§ **EXERCISE DATA**:
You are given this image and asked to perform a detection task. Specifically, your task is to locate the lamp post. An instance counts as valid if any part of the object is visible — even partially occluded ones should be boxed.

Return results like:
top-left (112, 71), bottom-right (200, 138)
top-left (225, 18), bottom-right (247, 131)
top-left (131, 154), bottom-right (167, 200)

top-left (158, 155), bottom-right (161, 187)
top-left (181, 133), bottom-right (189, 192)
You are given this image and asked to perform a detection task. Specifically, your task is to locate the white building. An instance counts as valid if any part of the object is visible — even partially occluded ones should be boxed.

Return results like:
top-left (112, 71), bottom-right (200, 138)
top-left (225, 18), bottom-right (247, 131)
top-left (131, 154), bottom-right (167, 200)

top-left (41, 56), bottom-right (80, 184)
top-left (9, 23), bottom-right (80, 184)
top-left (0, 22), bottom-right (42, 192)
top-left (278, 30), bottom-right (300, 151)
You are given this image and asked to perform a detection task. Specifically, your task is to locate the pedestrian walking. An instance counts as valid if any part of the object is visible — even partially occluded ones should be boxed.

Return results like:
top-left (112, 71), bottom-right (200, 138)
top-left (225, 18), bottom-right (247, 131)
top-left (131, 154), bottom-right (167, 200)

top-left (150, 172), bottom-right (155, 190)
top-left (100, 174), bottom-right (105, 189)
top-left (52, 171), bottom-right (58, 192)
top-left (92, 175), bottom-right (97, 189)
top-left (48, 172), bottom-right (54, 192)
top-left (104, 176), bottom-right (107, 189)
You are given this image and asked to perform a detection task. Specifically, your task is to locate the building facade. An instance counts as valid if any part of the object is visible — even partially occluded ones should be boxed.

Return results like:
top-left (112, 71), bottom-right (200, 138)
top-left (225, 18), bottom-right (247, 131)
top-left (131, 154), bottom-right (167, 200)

§ **WHAT YOU HAVE TO DO**:
Reproduce the data above word for word, starting with its first line and going on through the line with "top-left (278, 30), bottom-right (300, 151)", including that line.

§ **COMPLETED TASK**:
You are given this image and asked to perform a detection task. Specifically, your task is to locate the lamp post. An instance counts as valid if any part of the object is visible — even partially occluded ones should be boxed.

Return results like:
top-left (112, 71), bottom-right (200, 138)
top-left (225, 18), bottom-right (247, 131)
top-left (131, 154), bottom-right (167, 200)

top-left (158, 155), bottom-right (161, 187)
top-left (181, 133), bottom-right (189, 192)
You are given this image and asked to perform a detection task. Specifically, your task is to locate the white building. An instance counts as valid if any part of the object is visible — even partially occluded ones should be boxed.

Return results like:
top-left (112, 71), bottom-right (200, 138)
top-left (225, 18), bottom-right (247, 131)
top-left (131, 154), bottom-right (167, 200)

top-left (41, 56), bottom-right (80, 184)
top-left (9, 23), bottom-right (80, 184)
top-left (0, 22), bottom-right (42, 192)
top-left (278, 30), bottom-right (300, 151)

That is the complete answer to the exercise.